> [WORK INSTRUCTIONS] Write each entry out again exactly as it was given.

(Source records)
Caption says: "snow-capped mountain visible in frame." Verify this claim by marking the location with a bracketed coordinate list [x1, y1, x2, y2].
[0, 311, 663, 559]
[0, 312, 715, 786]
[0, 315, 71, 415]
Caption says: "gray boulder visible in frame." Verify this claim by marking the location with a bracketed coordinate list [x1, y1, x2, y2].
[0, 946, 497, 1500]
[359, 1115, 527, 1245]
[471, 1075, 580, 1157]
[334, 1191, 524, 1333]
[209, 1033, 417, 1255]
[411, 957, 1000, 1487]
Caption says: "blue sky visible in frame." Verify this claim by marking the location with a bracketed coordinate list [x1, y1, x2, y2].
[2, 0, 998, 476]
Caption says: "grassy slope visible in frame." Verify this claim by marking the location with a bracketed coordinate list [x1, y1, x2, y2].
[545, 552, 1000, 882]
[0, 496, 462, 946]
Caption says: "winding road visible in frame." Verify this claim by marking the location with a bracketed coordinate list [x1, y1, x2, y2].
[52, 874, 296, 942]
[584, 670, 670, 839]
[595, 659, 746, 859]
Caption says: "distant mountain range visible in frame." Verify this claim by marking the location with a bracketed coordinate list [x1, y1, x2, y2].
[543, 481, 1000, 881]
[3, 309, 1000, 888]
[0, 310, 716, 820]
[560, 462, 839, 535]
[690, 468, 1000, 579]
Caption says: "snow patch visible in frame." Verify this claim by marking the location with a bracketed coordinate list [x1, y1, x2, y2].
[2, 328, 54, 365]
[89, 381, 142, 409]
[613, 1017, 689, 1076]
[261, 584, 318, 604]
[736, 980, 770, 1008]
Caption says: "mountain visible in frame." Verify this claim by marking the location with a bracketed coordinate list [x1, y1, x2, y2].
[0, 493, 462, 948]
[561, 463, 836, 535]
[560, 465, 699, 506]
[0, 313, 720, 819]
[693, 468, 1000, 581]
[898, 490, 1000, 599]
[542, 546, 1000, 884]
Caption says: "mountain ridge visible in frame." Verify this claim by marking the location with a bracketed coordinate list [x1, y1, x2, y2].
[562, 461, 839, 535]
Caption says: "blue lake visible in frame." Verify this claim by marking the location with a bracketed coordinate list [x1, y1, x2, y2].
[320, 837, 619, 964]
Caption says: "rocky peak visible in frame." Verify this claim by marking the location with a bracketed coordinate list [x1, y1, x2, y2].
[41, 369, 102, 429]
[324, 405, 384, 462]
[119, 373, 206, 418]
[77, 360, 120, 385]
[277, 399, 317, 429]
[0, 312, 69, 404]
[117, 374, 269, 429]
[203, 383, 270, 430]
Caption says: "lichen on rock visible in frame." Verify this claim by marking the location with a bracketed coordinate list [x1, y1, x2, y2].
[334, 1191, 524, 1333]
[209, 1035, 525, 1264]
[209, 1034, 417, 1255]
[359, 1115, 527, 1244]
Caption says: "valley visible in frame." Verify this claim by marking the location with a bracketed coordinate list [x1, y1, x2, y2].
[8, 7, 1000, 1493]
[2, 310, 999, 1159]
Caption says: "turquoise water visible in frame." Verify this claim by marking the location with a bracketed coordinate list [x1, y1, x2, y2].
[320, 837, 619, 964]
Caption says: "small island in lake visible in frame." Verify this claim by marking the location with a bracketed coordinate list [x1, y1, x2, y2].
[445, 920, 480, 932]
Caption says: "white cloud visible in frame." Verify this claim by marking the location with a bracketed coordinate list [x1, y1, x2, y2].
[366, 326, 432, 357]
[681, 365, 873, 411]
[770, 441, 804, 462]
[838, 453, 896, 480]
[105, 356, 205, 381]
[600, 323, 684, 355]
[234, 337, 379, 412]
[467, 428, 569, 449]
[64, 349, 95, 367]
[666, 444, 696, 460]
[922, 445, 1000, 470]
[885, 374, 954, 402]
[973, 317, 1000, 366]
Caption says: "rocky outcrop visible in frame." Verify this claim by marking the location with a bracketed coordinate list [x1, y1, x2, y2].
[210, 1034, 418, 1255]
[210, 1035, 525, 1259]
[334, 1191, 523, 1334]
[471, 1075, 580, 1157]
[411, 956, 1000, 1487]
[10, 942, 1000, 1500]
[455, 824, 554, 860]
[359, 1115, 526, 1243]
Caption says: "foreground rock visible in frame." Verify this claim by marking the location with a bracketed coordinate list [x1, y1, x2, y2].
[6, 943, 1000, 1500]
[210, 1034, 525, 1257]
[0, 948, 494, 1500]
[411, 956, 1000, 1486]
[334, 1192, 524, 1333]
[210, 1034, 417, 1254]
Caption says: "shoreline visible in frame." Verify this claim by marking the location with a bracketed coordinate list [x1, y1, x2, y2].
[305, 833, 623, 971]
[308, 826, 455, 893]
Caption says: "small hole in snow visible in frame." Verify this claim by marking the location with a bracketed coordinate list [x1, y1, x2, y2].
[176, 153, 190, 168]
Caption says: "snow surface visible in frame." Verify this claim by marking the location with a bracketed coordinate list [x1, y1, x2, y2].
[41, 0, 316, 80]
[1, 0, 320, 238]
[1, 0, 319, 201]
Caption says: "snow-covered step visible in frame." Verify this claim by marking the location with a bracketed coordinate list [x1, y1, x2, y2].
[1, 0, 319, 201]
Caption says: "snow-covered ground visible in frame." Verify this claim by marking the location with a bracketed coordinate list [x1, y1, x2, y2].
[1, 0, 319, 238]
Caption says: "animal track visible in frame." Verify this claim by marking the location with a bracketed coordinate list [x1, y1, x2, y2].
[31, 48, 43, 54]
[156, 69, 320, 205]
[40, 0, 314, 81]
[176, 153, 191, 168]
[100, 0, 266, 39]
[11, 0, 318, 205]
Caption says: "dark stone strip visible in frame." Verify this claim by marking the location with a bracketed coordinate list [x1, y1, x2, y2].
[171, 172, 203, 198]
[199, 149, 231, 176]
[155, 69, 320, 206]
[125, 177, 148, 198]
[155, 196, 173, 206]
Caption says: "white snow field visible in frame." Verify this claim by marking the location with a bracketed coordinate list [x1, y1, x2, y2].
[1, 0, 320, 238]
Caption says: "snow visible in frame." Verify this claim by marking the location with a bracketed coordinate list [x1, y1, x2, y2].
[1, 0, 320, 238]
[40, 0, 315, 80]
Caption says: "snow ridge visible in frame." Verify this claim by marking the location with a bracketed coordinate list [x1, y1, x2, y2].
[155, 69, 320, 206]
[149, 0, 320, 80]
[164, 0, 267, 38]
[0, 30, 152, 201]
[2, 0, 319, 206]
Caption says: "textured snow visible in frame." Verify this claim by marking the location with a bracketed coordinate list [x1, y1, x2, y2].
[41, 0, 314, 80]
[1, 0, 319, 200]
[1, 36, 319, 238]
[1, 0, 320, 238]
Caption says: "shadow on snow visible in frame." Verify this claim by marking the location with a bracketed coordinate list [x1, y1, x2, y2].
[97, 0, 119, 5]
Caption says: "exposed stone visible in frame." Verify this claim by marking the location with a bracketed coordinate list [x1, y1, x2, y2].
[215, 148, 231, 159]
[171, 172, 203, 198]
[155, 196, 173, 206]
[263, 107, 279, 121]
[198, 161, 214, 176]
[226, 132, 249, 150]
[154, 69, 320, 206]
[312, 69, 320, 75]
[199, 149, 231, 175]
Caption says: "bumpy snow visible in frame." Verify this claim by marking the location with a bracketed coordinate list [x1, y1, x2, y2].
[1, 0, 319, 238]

> [RESULT OF THE TASK]
Caption says: "snow-capped mountain visible in frame." Verify this claim by marking the location with a bracketed coordinate list [x1, y1, x2, y2].
[0, 311, 663, 559]
[0, 312, 715, 786]
[0, 315, 71, 415]
Caption says: "gray boulder visible in frame." Verify this claim by marking the location with a bracketed coordinate list [x1, y1, x2, y2].
[0, 946, 497, 1500]
[359, 1115, 527, 1245]
[471, 1075, 580, 1157]
[334, 1191, 524, 1333]
[209, 1033, 417, 1255]
[411, 957, 1000, 1487]
Caption says: "blue sky visible in frame." Verify this claim by marking the location with a bracketed coordinate list [x1, y1, x2, y2].
[2, 0, 998, 476]
Caption says: "grassy slope visible in frame." Verify this claim by marking the location with a bracketed coordinate list [x1, y1, x2, y2].
[545, 552, 1000, 882]
[0, 496, 462, 946]
Caption says: "winding road visible in frame." Verify this claim by marking the location with a bracketed coordinate list [x1, y1, x2, y2].
[52, 874, 296, 942]
[584, 670, 670, 839]
[595, 659, 746, 859]
Caption says: "distant mountain range visible in frame." Verify this claim by marking the location with a bracketed coordinate list [x1, y1, x2, y2].
[543, 481, 1000, 881]
[3, 309, 1000, 888]
[0, 310, 716, 820]
[560, 462, 839, 535]
[690, 468, 1000, 579]
Caption says: "snow patch visible in frame." Verify this claim by marking the location with a bracketed coordinate list [x1, y1, x2, y2].
[2, 328, 54, 365]
[89, 381, 142, 409]
[613, 1017, 689, 1076]
[261, 584, 318, 604]
[736, 980, 770, 1008]
Caption says: "mountain visible in frame." Verify this claim by marking the location with a bracketed coordinate list [x1, y1, x2, y2].
[0, 493, 462, 948]
[561, 463, 836, 535]
[560, 465, 699, 506]
[0, 313, 720, 819]
[693, 468, 1000, 581]
[898, 490, 1000, 599]
[542, 546, 1000, 884]
Caption says: "mountain ridge visible in frame." Verify this claim by marking the location with a bracketed coordinate list [x1, y1, x2, y2].
[562, 461, 839, 535]
Caption says: "blue lake visible in frame." Verify this claim by marking the location with a bracketed coordinate list [x1, y1, x2, y2].
[320, 837, 619, 964]
Caption says: "rocky peak visible in frame." Verify this claim by marking the location with a bracketed coordinate list [x1, y1, x2, y2].
[41, 369, 102, 429]
[324, 405, 384, 462]
[119, 373, 206, 418]
[77, 360, 120, 385]
[277, 399, 317, 429]
[0, 312, 69, 404]
[117, 374, 269, 429]
[203, 383, 270, 430]
Caption says: "lichen on rock visible in frame." Verify this claim by marking the location with a bracketed coordinate list [x1, y1, x2, y2].
[334, 1191, 524, 1333]
[209, 1035, 525, 1264]
[209, 1034, 417, 1255]
[359, 1115, 527, 1244]
Caption says: "valley visible in frame." Verify this claim by marking the location with a bracketed coordinate list [x1, y1, x2, y2].
[8, 7, 1000, 1493]
[2, 310, 999, 1159]
Caption says: "turquoise water visible in frame." Verify this claim by marking the location with a bracketed coordinate list [x1, y1, x2, y2].
[320, 837, 619, 964]
Caption says: "small island in lake visible in frame." Verify this claim by marking the location with a bracketed coordinate list [x1, y1, x2, y2].
[445, 920, 480, 932]
Caption says: "white cloud visible in frame." Verify this claim by marking the location with a bracketed coordinate list [x1, y1, x2, y2].
[366, 326, 432, 357]
[681, 365, 873, 411]
[770, 441, 804, 462]
[838, 453, 896, 480]
[105, 356, 205, 381]
[600, 323, 684, 355]
[234, 337, 379, 412]
[467, 428, 569, 449]
[64, 349, 95, 367]
[666, 444, 696, 460]
[922, 445, 1000, 470]
[885, 374, 954, 402]
[973, 317, 1000, 366]
Caption says: "rocky outcrop visible in frame." Verify this claim by marking the location with a bracketed coordinate list [x1, y1, x2, y2].
[210, 1034, 418, 1255]
[210, 1035, 525, 1259]
[334, 1191, 523, 1334]
[471, 1075, 580, 1157]
[411, 956, 1000, 1487]
[10, 942, 1000, 1500]
[455, 824, 554, 860]
[359, 1115, 526, 1243]
Caption says: "foreground rock visible in frame." Verify this claim by marking the location with a bracketed coordinate list [x1, y1, x2, y2].
[6, 943, 1000, 1500]
[210, 1034, 525, 1257]
[0, 948, 494, 1500]
[411, 956, 1000, 1486]
[334, 1192, 524, 1333]
[210, 1034, 417, 1254]
Caption says: "shoreline visible in frame." Verify this claim by marking the location with a bracketed coordinate list [x1, y1, x2, y2].
[305, 833, 623, 971]
[308, 826, 455, 893]
Caption says: "small hole in snow visible in frame." Verify this claim by marking the location with a bracketed coordinate list [x1, y1, x2, y2].
[176, 153, 190, 168]
Caption says: "snow surface visible in frame." Verify this claim by marking the location with a bracketed coordinate list [x1, y1, x2, y2].
[41, 0, 316, 80]
[1, 0, 320, 238]
[1, 0, 319, 201]
Caption says: "snow-covered step visible in frame." Verify this claim by marking the location with a bracketed coordinate list [x1, y1, x2, y2].
[1, 0, 319, 201]
Caption says: "snow-covered ground visible in frame." Verify this claim by marking the location with a bracketed coordinate list [x1, y1, x2, y2].
[1, 0, 319, 238]
Caption says: "animal track visible in frame." Verify this claim by marking the location with a bracketed coordinate list [x1, y1, x2, y2].
[31, 48, 43, 54]
[156, 69, 320, 205]
[40, 0, 314, 81]
[176, 153, 191, 168]
[100, 0, 266, 39]
[11, 0, 318, 205]
Caption says: "dark stone strip visible in frame." Verify this claim by marking the location with a bracketed coordinate list [x1, y1, x2, y2].
[171, 172, 203, 198]
[199, 149, 231, 176]
[155, 69, 320, 206]
[125, 177, 148, 198]
[155, 196, 173, 206]
Caption says: "white snow field visible in frame." Verify this claim by marking the location with a bracketed coordinate list [x1, y1, x2, y2].
[1, 0, 320, 238]
Caption says: "snow visible in frame." Verify this claim by marking the location with a bracketed coordinate list [x1, y1, x2, y2].
[1, 0, 320, 238]
[40, 0, 315, 80]
Caption says: "snow ridge visible in frame." Verify this claim by marking the location with a bracketed coordinate list [x1, y1, x2, y2].
[155, 69, 320, 206]
[149, 0, 320, 80]
[164, 0, 267, 38]
[0, 30, 152, 201]
[2, 0, 319, 206]
Caption says: "textured snow visible in frame." Verify this claim by marking the location with a bracketed coordinate list [x1, y1, x2, y2].
[41, 0, 314, 80]
[1, 0, 319, 200]
[1, 36, 319, 238]
[1, 0, 320, 238]
Caption says: "shadow on snow visible in frame." Verify this claim by marking the location with a bracketed coordinate list [x1, y1, x2, y2].
[97, 0, 119, 5]
Caption says: "exposed stone visible in frame." Verify this claim by marking the location with a bracketed coordinate list [x1, y1, x2, y2].
[215, 148, 231, 159]
[171, 172, 203, 198]
[155, 196, 173, 206]
[263, 107, 279, 121]
[198, 161, 214, 176]
[226, 132, 249, 150]
[154, 69, 320, 206]
[312, 69, 320, 75]
[199, 149, 231, 175]
Caption says: "bumpy snow visible in frame." Verify this claim by marking the location with a bracketed coordinate list [x1, y1, x2, y2].
[1, 0, 319, 238]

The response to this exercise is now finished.